++++ Records for the exercise
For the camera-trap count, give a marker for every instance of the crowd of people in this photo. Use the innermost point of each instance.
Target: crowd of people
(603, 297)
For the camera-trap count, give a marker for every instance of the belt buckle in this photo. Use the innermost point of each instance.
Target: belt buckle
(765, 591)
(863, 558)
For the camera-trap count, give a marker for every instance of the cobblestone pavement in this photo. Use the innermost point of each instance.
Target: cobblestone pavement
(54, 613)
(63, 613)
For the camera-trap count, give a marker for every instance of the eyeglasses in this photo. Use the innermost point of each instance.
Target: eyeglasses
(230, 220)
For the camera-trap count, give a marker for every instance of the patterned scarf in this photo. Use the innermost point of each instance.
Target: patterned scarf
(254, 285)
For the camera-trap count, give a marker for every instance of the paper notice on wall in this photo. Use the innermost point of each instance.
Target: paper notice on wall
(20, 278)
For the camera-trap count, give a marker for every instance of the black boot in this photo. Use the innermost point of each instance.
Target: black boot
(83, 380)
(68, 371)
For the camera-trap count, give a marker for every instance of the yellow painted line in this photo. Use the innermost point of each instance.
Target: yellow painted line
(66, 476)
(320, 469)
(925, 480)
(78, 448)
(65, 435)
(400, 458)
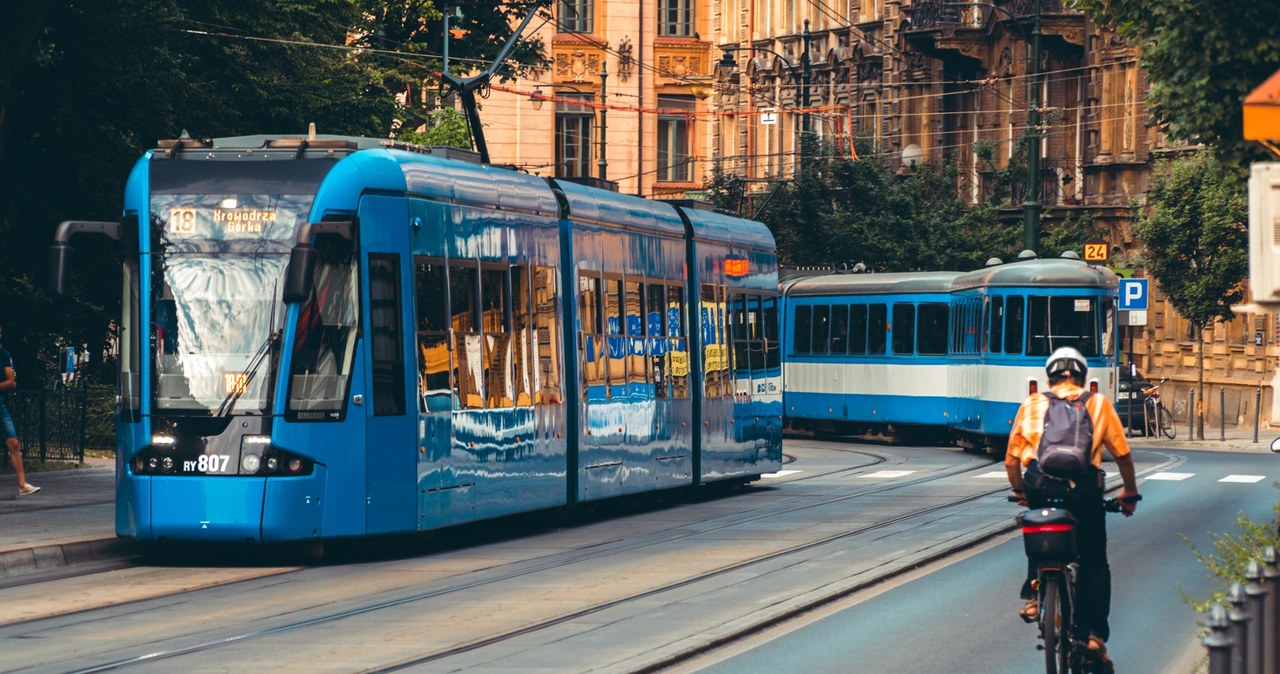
++++++++
Problem to solve:
Word for word, please reproduce each entry above and leave out every picture.

Output of the exercise:
For the camera-trap count, give a marker for every instance of the crowd of people in this photo. Use the innermost point of each instance.
Target: crowd of people
(603, 297)
For the camera-trap count, give a marker for every instance of the belt buckle in this photo. Use the innermost point of each instance.
Target: belt buckle
(765, 591)
(863, 558)
For the camera-trap count, give a marker for every instance of the cobblestone pavement in this photo. Use the innermost point of each instance.
Target: cobblestone pavement
(54, 613)
(63, 613)
For the camera-trap count, give a marker for every instance of the eyeglasses in this photo. Use the innermost point of each instance.
Target: eyeglasses
(230, 220)
For the camera-trap count, give a marker for every instance of the patterned scarf in this photo. Use the innermost point of each instance.
Target: patterned scarf
(254, 285)
For the camera-trap count, give a marker for every instance of the paper notice on wall in this photo. Use the innermost point of each instance.
Target: paper notice on wall
(20, 278)
For the camera-trap count, give a marker for every instance of the black boot in this photo. Use the innermost point of each instance.
Target: black boot
(83, 380)
(68, 371)
For the camera-trap count, give a marker for every instance of the yellow painted line in this photo. Use the innermost point of each instance.
Target: yellow painted line
(66, 476)
(320, 469)
(925, 480)
(78, 448)
(65, 435)
(400, 458)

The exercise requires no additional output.